### WHAT YOU NEED TO DO
Whatever the data contains, copy all of it exactly.

### INPUT DATA
————
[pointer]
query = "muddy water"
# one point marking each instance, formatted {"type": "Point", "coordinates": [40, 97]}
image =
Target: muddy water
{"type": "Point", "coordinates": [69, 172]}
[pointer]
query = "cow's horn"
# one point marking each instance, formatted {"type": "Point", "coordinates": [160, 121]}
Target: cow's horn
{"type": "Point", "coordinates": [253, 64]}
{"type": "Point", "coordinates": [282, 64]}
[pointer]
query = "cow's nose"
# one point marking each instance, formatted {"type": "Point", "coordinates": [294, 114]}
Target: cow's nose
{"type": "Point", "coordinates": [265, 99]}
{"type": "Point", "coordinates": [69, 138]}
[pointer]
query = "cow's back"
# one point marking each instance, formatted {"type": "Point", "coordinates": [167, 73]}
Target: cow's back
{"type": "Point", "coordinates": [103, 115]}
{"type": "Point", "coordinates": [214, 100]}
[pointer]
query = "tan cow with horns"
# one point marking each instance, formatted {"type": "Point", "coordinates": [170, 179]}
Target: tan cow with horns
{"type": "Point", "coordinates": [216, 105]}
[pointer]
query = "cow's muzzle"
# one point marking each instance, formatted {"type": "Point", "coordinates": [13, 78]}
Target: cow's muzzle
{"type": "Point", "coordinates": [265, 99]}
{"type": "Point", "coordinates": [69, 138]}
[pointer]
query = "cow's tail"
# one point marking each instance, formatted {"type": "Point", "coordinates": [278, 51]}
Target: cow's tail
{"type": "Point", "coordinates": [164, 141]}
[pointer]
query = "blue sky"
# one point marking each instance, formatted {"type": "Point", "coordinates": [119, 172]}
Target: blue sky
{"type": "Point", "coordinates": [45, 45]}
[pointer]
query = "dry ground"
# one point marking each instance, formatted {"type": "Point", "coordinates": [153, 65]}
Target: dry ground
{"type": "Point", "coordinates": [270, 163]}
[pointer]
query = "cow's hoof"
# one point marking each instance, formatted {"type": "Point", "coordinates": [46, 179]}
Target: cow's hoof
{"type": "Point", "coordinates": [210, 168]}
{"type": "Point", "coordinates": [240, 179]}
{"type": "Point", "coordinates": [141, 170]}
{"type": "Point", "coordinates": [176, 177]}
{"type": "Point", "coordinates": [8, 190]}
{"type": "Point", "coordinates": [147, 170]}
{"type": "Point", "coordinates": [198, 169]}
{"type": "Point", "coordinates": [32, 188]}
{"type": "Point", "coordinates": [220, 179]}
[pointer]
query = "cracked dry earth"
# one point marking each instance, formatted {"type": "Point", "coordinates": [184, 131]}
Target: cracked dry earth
————
### TASK SOLUTION
[pointer]
query = "muddy water"
# one point marking each instance, formatted {"type": "Point", "coordinates": [40, 97]}
image =
Target: muddy water
{"type": "Point", "coordinates": [69, 172]}
[pointer]
query = "cow's horn"
# one point marking each instance, formatted {"type": "Point", "coordinates": [160, 121]}
Target: cow's horn
{"type": "Point", "coordinates": [253, 64]}
{"type": "Point", "coordinates": [282, 64]}
[pointer]
query = "cow's nose"
# one point marking each instance, formatted {"type": "Point", "coordinates": [294, 114]}
Target: cow's nose
{"type": "Point", "coordinates": [265, 99]}
{"type": "Point", "coordinates": [69, 138]}
[pointer]
query = "cow's back"
# one point marking each instance, formatted {"type": "Point", "coordinates": [167, 73]}
Target: cow's back
{"type": "Point", "coordinates": [103, 115]}
{"type": "Point", "coordinates": [214, 100]}
[pointer]
query = "tan cow with horns"
# one point marking each instance, formatted {"type": "Point", "coordinates": [170, 179]}
Target: tan cow with horns
{"type": "Point", "coordinates": [216, 105]}
[pointer]
query = "cow's muzzle"
# one point marking each instance, formatted {"type": "Point", "coordinates": [13, 78]}
Target: cow's muzzle
{"type": "Point", "coordinates": [265, 99]}
{"type": "Point", "coordinates": [69, 138]}
[pointer]
query = "cow's tail"
# one point marking each instance, formatted {"type": "Point", "coordinates": [278, 51]}
Target: cow's tail
{"type": "Point", "coordinates": [164, 141]}
[pointer]
query = "blue sky"
# one point marking each instance, formatted {"type": "Point", "coordinates": [119, 172]}
Target: blue sky
{"type": "Point", "coordinates": [45, 45]}
[pointer]
query = "dry ground"
# one point marking each instance, formatted {"type": "Point", "coordinates": [153, 65]}
Target: dry ground
{"type": "Point", "coordinates": [270, 163]}
[pointer]
query = "cow's hoof"
# one point marking each instance, formatted {"type": "Point", "coordinates": [46, 179]}
Target: cow's hoof
{"type": "Point", "coordinates": [210, 168]}
{"type": "Point", "coordinates": [240, 179]}
{"type": "Point", "coordinates": [141, 170]}
{"type": "Point", "coordinates": [176, 177]}
{"type": "Point", "coordinates": [8, 190]}
{"type": "Point", "coordinates": [147, 170]}
{"type": "Point", "coordinates": [198, 169]}
{"type": "Point", "coordinates": [32, 188]}
{"type": "Point", "coordinates": [220, 179]}
[pointer]
query = "cracked dry earth"
# one point marking each instance, formatted {"type": "Point", "coordinates": [184, 131]}
Target: cracked dry earth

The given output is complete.